> [Document excerpt]:

--------------------------------

Arguments Against Teacher Tenure
Policy makers and reformers who advocate against teacher tenure say that tenure makes it difficult, time-consuming, and expensive to remove bad teachers from schools. Many believe that teacher tenure has to end in order for students to receive quality education from their teachers.
Rex Sinquefield is just one of the many reformers who has spoken out locally against tenure. In a video posted on his website, Sinquefield says that, “We have to be able to get rid of teachers like that and reward the former type of teacher that can really help kids.”
Arguments against teacher are not entirely focused on the ability to fire teachers. Those who are against tenure also believe that tenure encourages complacency among tenured teachers, and that tenure focuses on the interest of the teacher, failing to advance the interests of students.
It is important to note that supporters of tenure often have exponentially less funding for press and media coverage with which to share their views. Opponents of tenure, on the other hand, are often the same well-funded reform groups that can afford to pay for their opinions to be heard.
A Contentious Debate
There is no question that the debate over teacher tenure is a contentious one. Teachers, administrators, and educational organizations believe that teacher tenure is in the best interest of students and that it treats teachers like professionals.
Reformers and wealthy investors—who have the loudest proverbial and literal microphone with which to communicate to the public—argue against teacher tenure. Those opponents say that teachers don’t need to protect their jobs; that test scores will show who the effective teachers are, and that “we have to be able to get ride of teachers” whose students don’t score highly enough.

--------------------------------

> [Source excerpt]:
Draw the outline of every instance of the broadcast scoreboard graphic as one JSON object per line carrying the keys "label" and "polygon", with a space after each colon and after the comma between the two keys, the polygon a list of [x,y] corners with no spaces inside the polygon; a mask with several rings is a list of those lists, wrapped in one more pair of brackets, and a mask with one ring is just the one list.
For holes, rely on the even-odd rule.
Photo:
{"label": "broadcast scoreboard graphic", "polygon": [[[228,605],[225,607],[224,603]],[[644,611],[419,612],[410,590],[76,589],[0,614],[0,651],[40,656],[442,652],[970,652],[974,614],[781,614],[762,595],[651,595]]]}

--------------------------------

> [Work instructions]:
**a)** In the teacher tenure excerpt, who is named as a reformer who has spoken out locally against tenure?
**b)** Decide whether each statement agrees with the teacher tenure excerpt, answering yes or no and quoting the words that settle it. (i) Opponents of tenure say it makes removing bad teachers expensive. (ii) Supporters of tenure usually have more funding for media coverage than opponents do. (iii) Teachers, administrators, and educational organizations believe tenure treats teachers like professionals.
**c)** Resume the teacher tenure excerpt, picking up after its final sentence.
The material comes from a source unrelated to the excerpt on teacher tenure.

> [Task responses]:
**a)** Rex Sinquefield.

**b)**
(i) Yes: "tenure makes it difficult, time-consuming, and expensive to remove bad teachers from schools"
(ii) No: "supporters of tenure often have exponentially less funding for press and media coverage"
(iii) Yes: "it treats teachers like professionals"

**c)**
Teacher Tenure and Missouri Amendment 3
Teacher tenure will be on Missouri’s general election ballot in November. If you’re not sure how to vote, understanding what tenure really means for Missouri teachers is a helpful starting point.
What is Teach Great is another helpful post on this site, providing information on the organization that petitioned to get Amendment 3 onto the November 4th ballot. Finally, this post explains what Amendment 3 means for your child’s education.
Missouri Parent believes that Missouri’s students deserve strong local schools and a great public education system, and we will continue to share information with you that will help you learn more about policies and funding that affect local schools. Visit the Missouri Parent Blog often, like us on Facebook, or follow us on Twitter to stay up to date on policy that affects your child’s education in Missouri.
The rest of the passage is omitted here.